┏━━
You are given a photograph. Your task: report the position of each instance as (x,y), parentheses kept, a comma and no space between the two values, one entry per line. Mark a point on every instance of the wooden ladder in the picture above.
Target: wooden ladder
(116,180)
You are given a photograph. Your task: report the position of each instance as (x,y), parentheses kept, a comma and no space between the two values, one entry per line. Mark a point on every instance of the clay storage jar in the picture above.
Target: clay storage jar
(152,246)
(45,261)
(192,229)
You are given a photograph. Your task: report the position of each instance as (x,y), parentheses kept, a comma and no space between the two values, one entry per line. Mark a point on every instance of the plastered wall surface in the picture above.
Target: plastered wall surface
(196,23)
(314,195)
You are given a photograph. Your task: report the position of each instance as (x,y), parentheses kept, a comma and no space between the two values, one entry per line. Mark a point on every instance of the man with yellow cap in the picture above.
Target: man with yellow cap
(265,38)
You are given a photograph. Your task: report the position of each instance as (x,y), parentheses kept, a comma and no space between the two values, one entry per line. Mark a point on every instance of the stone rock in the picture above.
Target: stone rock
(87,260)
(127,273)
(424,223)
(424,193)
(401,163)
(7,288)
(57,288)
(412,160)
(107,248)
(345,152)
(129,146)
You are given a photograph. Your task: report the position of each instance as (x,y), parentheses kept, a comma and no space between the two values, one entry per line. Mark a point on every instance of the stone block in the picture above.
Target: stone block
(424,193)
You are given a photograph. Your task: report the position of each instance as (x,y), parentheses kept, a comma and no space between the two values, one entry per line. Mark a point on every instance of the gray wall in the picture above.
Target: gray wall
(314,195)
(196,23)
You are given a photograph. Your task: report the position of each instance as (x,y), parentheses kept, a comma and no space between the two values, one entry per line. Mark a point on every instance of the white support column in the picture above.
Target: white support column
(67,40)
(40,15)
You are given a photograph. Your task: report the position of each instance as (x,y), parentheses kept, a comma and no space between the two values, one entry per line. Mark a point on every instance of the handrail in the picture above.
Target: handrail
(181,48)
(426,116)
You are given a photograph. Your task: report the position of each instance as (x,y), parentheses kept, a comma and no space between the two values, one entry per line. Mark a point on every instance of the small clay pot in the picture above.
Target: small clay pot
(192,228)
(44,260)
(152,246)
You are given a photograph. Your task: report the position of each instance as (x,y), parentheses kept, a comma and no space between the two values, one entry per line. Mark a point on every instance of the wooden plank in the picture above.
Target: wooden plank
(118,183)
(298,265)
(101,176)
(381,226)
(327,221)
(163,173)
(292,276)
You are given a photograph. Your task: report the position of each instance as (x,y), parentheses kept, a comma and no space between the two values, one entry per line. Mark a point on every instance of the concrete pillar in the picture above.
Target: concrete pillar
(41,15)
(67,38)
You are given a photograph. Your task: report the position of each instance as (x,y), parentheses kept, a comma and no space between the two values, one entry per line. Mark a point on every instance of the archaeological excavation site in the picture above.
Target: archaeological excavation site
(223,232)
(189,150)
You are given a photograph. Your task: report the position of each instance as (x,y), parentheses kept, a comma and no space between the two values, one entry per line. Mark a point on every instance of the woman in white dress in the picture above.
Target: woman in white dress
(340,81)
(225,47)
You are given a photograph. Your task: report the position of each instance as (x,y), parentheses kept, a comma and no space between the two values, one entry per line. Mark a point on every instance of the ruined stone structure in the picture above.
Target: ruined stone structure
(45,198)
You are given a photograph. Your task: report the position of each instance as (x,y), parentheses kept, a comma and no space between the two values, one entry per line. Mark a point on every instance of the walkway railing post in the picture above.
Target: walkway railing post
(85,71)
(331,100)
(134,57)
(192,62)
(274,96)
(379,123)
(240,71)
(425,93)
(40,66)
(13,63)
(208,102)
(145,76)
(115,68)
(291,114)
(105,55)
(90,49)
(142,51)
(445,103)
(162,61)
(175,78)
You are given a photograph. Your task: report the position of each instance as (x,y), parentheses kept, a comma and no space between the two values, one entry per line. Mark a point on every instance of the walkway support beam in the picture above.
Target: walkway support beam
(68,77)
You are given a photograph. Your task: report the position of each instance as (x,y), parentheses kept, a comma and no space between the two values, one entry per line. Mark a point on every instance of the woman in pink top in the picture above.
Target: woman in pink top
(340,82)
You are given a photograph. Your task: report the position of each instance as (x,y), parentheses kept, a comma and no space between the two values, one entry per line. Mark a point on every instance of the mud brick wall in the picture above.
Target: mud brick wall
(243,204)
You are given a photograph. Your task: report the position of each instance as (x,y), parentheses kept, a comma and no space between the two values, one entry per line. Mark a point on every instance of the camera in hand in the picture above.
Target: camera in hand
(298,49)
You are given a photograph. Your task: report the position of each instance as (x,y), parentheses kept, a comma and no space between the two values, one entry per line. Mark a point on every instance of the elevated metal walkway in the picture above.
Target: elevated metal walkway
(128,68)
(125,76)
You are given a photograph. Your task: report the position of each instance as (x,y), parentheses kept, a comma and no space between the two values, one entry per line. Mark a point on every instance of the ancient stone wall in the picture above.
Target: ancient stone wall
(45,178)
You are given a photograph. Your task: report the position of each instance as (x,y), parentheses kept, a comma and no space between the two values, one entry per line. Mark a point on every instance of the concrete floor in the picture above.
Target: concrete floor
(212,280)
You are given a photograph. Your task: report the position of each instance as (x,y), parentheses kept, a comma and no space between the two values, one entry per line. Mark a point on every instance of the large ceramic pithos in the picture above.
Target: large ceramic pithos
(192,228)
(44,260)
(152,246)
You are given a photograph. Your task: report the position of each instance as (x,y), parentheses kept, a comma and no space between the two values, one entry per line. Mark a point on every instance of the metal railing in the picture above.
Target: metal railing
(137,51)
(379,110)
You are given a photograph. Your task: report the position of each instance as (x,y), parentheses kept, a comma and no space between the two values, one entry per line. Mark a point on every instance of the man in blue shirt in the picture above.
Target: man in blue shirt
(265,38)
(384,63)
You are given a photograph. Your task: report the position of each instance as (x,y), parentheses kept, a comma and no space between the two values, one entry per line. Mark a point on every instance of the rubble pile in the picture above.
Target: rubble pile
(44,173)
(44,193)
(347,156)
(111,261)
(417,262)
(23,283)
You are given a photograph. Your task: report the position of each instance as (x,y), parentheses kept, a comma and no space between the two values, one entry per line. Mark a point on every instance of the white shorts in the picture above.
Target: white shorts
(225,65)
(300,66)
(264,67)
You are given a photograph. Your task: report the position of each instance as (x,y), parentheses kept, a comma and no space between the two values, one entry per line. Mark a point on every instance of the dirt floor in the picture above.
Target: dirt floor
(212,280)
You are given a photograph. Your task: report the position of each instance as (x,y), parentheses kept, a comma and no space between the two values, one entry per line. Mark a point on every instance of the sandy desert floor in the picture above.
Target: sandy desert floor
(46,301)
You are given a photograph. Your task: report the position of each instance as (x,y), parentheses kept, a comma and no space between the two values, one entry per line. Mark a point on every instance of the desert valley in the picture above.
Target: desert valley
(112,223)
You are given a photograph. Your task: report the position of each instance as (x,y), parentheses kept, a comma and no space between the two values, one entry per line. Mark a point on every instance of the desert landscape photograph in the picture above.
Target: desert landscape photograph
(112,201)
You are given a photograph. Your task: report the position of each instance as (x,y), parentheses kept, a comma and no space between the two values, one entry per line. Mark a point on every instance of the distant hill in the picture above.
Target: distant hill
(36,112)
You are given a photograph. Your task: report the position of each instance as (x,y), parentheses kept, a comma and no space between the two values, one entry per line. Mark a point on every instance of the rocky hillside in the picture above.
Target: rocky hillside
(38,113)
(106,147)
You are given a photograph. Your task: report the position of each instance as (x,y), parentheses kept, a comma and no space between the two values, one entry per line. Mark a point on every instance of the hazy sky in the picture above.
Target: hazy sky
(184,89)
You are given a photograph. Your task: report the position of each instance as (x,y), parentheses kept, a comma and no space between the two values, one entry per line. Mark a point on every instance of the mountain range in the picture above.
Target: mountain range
┗━━
_Work to do_: Render the listing above, from the line containing "range in the picture above." through its last line, as a Markdown table with the columns Row and Listing line, leaving out any blank lines.

_Output of the exercise_:
| Row | Listing line |
|---|---|
| 1 | You are given a photograph. Your task: report the position of each instance as (x,y), parentheses kept, a comma and no space between the two values, one entry per line. Mark a point on every instance of the mountain range in the picture above. |
| 2 | Target: mountain range |